| Extract provided |
____________________

AMENDMENT TO EMPLOYMENT AGREEMENT
EXHIBIT 10.1
AMENDMENT TO EMPLOYMENT AGREEMENT
THIS AMENDMENT TO EMPLOYMENT AGREEMENT (this “Amendment”) is entered into, by and between Exar Corporation, a Delaware corporation (the “Company”), and Xxxxx Xxxxxxx (“Executive”) as of August 24, 2007.
BACKGROUND INFORMATION
A. The Company, Sipex Corporation and a wholly-owned subsidiary of the Company have entered into an Agreement and Plan of Merger dated as of May 7, 2007 whereby, subject to the terms and conditions thereof, such subsidiary will be merged with and into Sipex Corporation and Sipex Corporation will become a wholly-owned subsidiary of the Company (the “Merger”).
B. Executive is currently the President and Chief Executive Officer of Sipex Corporation.

____________________

| Extracted material |
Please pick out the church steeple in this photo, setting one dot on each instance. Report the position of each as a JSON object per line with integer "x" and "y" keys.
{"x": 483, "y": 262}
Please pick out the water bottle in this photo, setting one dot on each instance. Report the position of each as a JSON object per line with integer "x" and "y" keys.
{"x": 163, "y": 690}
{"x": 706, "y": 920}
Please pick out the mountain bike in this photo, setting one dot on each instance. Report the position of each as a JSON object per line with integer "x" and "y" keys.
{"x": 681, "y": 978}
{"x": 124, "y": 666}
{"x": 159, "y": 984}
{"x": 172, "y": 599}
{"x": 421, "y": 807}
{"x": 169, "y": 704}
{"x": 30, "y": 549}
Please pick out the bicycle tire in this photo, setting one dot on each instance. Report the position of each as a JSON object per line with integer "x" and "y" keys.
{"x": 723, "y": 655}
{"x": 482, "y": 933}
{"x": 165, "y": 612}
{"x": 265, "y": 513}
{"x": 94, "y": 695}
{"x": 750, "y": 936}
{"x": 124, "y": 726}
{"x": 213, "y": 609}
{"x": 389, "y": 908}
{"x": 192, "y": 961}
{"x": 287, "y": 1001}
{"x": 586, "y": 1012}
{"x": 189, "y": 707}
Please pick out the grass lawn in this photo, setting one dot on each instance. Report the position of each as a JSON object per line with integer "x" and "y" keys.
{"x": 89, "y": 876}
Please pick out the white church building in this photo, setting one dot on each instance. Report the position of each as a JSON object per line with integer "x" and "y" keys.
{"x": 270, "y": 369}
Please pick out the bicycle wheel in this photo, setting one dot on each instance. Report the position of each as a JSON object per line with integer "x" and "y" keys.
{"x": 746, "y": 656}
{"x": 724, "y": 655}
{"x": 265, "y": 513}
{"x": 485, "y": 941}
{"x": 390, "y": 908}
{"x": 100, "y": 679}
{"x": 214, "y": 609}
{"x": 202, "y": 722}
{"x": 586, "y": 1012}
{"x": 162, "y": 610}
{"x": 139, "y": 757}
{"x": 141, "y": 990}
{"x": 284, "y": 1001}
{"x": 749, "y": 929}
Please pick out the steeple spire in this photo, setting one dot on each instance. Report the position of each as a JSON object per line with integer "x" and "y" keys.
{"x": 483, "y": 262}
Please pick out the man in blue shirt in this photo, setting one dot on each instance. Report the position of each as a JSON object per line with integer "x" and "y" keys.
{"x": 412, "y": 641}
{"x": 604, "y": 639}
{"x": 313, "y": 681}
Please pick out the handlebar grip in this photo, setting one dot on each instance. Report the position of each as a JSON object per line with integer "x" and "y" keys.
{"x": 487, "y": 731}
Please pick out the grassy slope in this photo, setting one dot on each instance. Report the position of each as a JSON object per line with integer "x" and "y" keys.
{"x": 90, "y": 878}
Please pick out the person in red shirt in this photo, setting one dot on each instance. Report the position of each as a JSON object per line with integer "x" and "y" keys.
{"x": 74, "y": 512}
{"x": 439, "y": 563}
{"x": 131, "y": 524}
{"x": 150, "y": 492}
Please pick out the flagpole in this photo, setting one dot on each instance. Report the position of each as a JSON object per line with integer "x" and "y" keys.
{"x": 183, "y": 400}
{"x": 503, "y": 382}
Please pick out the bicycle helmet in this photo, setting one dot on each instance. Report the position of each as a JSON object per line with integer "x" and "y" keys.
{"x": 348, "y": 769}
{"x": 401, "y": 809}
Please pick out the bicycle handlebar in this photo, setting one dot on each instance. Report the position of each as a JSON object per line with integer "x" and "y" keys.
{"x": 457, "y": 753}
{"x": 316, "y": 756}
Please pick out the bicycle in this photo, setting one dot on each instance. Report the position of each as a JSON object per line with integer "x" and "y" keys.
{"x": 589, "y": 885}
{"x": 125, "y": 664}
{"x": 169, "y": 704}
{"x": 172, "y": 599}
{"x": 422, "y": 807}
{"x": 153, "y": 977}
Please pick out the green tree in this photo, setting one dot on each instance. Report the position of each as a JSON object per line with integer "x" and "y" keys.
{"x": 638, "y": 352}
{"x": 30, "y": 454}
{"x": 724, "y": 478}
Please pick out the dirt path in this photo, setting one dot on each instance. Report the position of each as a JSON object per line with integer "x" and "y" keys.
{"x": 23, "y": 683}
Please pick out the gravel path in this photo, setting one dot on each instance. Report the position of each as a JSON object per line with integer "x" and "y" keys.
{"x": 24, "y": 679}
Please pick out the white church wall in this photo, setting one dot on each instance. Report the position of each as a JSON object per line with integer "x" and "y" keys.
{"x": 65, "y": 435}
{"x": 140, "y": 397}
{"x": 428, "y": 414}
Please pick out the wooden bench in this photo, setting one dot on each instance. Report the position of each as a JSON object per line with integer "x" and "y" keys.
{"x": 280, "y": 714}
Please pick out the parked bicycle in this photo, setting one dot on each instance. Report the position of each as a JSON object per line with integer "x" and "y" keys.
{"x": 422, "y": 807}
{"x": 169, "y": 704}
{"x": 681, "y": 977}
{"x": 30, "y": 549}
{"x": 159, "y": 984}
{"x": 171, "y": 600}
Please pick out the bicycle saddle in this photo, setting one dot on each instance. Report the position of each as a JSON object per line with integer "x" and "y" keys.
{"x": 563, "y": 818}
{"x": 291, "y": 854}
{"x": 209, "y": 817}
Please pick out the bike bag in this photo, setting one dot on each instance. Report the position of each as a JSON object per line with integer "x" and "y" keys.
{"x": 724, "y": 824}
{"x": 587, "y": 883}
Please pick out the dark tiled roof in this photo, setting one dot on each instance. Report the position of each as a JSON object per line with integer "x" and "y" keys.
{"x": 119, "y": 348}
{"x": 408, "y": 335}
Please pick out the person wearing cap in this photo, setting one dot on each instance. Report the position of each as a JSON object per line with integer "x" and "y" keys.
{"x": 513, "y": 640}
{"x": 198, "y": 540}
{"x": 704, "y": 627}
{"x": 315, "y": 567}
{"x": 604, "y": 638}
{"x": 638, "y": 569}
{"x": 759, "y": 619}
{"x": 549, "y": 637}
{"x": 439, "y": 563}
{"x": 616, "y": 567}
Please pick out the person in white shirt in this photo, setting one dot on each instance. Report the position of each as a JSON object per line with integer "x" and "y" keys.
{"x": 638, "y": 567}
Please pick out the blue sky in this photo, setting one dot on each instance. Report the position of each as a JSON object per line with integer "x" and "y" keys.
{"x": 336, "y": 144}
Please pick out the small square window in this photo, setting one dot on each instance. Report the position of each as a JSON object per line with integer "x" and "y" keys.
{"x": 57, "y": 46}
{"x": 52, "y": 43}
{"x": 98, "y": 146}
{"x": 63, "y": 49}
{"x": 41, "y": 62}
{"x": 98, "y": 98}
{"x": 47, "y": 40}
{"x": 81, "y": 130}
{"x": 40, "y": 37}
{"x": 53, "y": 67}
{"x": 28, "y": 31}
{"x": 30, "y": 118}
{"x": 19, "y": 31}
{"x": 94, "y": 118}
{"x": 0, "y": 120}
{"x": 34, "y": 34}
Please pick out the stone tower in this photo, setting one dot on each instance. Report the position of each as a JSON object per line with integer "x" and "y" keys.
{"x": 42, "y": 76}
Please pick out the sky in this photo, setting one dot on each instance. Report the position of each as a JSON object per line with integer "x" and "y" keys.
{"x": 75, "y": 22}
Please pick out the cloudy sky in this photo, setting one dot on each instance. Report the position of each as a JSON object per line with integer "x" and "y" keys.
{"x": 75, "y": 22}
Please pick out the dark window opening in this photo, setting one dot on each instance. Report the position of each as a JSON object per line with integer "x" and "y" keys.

____________________

Return the amendment text from "BACKGROUND INFORMATION" to "of Sipex Corporation.", copied word for word. Answer using only the employment agreement amendment and nothing else.

| Response |
BACKGROUND INFORMATION
A. The Company, Sipex Corporation and a wholly-owned subsidiary of the Company have entered into an Agreement and Plan of Merger dated as of May 7, 2007 whereby, subject to the terms and conditions thereof, such subsidiary will be merged with and into Sipex Corporation and Sipex Corporation will become a wholly-owned subsidiary of the Company (the “Merger”).
B. Executive is currently the President and Chief Executive Officer of Sipex Corporation.